Your objective: Can you transcribe every record below exactly as it appears?

═════ Data records ═════

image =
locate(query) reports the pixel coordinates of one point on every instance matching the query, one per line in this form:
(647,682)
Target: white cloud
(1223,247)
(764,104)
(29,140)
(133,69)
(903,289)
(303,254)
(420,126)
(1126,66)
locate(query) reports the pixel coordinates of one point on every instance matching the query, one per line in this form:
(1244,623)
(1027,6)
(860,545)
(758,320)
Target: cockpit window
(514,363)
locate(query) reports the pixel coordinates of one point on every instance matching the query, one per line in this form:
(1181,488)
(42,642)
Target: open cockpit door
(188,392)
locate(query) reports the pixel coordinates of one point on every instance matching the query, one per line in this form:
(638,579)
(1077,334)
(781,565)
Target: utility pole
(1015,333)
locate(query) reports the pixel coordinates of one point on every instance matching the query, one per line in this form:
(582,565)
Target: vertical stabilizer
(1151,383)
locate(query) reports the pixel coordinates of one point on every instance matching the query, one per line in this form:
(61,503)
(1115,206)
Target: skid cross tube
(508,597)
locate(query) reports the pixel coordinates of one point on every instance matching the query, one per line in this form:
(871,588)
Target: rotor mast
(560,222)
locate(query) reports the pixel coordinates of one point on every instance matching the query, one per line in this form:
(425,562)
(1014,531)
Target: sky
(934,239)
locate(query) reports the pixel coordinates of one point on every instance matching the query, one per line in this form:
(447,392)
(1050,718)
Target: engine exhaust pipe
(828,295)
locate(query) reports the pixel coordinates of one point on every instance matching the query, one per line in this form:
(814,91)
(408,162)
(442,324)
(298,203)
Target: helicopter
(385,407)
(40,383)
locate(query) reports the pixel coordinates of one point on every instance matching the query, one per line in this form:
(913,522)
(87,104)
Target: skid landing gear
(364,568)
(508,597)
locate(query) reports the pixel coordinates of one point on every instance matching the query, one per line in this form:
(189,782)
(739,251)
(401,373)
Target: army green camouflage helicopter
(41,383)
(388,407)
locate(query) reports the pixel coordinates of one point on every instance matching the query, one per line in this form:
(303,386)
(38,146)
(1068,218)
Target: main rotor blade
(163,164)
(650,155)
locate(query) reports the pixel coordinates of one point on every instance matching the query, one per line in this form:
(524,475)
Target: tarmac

═════

Task response:
image =
locate(query) reports the pixel coordinates of one point on every instance matching the query, one per line in this form:
(647,682)
Target: white cloud
(1223,247)
(764,104)
(29,140)
(133,69)
(903,289)
(303,254)
(420,126)
(1126,66)
locate(query) reports the pixel coordinates of one point on every instance matching the query, one per line in this form:
(1244,623)
(1027,6)
(860,545)
(758,320)
Target: cockpit window
(514,363)
locate(query) reports the pixel coordinates of one point on every instance matching the query, one per line in this form:
(1181,488)
(42,642)
Target: open cockpit door
(188,392)
locate(query) reports the pixel coordinates of one point on every instance matching the query, one per line in this form:
(638,579)
(1077,334)
(781,565)
Target: utility pole
(1015,333)
locate(query) reports the pixel coordinates of one point on every instance matching the query, one per line in this form:
(582,565)
Target: vertical stabilizer
(1151,383)
locate(query) reports the pixel coordinates of one point on every instance matching the query, one per line in this form:
(61,503)
(1115,206)
Target: skid cross tube
(508,597)
locate(query) reports the pixel coordinates of one point on every instance matching the query, one per line in this form:
(871,588)
Target: rotor mast
(560,222)
locate(query) reports the pixel coordinates of one point on every instance matching the query, one per line in this form:
(425,562)
(1014,531)
Target: sky
(934,239)
locate(query) reports the pixel coordinates of one point on every instance matching the query, one per line in this form:
(447,392)
(1050,718)
Target: engine exhaust pipe
(828,295)
locate(query) reports the pixel coordinates of one point on every instance matching the query, one per line in this form:
(814,91)
(408,162)
(442,324)
(298,203)
Target: helicopter
(385,407)
(40,383)
locate(query) reports the pixel coordinates of one point on every instance matching the query, one per line in this form:
(913,522)
(87,104)
Target: skid landing gear
(364,568)
(508,597)
locate(query) reports the pixel coordinates of one point on every instance matching the query, one per line in this form:
(189,782)
(739,251)
(401,373)
Target: army green camouflage helicopter
(41,383)
(388,407)
locate(query) reports the pixel coordinates of one point on every instance matching the query, one per line in this form:
(303,386)
(38,146)
(1068,218)
Target: main rotor blade
(163,164)
(650,155)
locate(query) reports the pixel coordinates of one point on every instance matching the query, one per line in this form:
(524,475)
Target: tarmac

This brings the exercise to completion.